* Start INPUT ROWS *
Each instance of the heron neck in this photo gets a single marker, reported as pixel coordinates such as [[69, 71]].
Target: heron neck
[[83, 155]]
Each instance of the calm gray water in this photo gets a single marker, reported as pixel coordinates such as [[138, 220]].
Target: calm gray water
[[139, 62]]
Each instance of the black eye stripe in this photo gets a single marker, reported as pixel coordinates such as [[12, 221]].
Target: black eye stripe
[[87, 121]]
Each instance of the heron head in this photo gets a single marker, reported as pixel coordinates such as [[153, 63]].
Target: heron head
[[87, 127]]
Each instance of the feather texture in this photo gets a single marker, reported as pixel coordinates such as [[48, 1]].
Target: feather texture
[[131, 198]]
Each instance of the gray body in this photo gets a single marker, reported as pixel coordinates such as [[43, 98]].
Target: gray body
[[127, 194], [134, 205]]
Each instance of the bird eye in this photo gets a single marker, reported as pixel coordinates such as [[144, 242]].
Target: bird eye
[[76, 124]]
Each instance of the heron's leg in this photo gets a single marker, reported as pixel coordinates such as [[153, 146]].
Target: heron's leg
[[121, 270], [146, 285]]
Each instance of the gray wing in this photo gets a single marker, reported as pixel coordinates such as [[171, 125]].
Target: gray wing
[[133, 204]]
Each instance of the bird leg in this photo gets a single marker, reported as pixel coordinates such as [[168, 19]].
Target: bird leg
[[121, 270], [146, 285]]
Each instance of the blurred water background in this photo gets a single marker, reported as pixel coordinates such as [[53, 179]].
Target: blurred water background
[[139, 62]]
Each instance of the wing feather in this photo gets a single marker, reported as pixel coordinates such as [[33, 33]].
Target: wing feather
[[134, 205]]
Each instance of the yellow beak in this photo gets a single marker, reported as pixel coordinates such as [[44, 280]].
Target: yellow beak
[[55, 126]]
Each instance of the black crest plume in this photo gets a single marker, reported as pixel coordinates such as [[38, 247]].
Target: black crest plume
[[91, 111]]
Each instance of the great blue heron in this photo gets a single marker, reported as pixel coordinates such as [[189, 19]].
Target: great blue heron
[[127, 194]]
* End INPUT ROWS *
* Start INPUT ROWS *
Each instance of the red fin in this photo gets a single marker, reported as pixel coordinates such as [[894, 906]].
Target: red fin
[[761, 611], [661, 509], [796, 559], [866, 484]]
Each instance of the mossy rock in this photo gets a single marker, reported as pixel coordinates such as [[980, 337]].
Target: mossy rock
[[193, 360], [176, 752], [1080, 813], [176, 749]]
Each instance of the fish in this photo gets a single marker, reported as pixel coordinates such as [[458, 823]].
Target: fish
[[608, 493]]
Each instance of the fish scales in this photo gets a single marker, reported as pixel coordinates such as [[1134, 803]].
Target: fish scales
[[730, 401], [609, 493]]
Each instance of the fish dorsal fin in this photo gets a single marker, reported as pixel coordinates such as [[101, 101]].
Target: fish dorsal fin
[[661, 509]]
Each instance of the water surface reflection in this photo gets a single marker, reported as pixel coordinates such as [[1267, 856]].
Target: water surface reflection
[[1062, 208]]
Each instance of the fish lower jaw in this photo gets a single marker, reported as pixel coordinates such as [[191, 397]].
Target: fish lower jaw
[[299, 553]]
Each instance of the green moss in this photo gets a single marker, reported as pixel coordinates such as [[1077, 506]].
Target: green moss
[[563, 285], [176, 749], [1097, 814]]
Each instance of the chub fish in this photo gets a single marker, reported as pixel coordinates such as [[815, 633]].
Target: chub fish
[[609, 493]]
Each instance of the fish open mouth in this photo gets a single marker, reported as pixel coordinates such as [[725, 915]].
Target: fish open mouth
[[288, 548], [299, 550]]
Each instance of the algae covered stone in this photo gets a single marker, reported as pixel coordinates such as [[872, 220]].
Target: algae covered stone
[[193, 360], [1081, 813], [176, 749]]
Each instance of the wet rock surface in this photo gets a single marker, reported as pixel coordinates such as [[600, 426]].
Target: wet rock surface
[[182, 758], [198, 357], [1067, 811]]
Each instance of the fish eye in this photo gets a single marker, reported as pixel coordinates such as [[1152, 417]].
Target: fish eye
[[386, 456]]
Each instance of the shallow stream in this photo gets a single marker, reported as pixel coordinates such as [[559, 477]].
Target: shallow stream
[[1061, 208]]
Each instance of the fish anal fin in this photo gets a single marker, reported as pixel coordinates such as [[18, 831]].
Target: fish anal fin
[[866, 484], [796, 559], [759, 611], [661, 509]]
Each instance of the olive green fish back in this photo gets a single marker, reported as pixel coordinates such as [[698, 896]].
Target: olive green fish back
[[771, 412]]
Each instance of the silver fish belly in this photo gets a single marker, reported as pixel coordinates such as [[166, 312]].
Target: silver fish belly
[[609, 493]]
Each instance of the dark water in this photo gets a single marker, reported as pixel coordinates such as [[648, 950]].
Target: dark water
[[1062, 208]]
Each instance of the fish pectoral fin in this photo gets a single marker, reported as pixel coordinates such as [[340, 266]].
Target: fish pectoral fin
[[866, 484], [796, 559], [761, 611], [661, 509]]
* End INPUT ROWS *
= PROBLEM TO SOLVE =
Please render the lines beginning with the one containing "Each instance of the fish eye" and ending with the one containing "[[866, 484], [796, 559], [761, 611], [661, 509]]", both included, as a JSON list of strings with one string per line and any blank lines left out.

= PROBLEM SOLUTION =
[
  "Each instance of the fish eye in this photo gets a single marker, reported as pixel coordinates such as [[1152, 417]].",
  "Target: fish eye",
  "[[386, 456]]",
  "Each instance of the shallow stream in this photo gets a single marker, reported as pixel coordinates such as [[559, 477]].",
  "Target: shallow stream",
  "[[1061, 208]]",
  "Each instance of the fish anal fin in this photo gets a single marker, reported as pixel coordinates such as [[18, 831]].",
  "Target: fish anal fin",
  "[[866, 484], [796, 559], [759, 611], [661, 509]]",
  "Each instance of the olive green fish back in this photo gets a single marker, reported as pixel coordinates such as [[698, 896]].",
  "Target: olive green fish back",
  "[[771, 412]]",
  "Each instance of the silver fish belly in this photo gets a single marker, reported as pixel coordinates such as [[166, 312]].",
  "Target: silver fish belly",
  "[[609, 493]]",
  "Each instance of the dark water in this photo gets a single marker, reported as pixel coordinates such as [[648, 950]].",
  "Target: dark water",
  "[[1062, 208]]",
  "Each instance of the fish pectoral fin in this photo gets a single marker, reported as pixel coordinates such as [[340, 266]].",
  "Target: fish pectoral fin",
  "[[866, 484], [796, 559], [761, 611], [661, 509]]"
]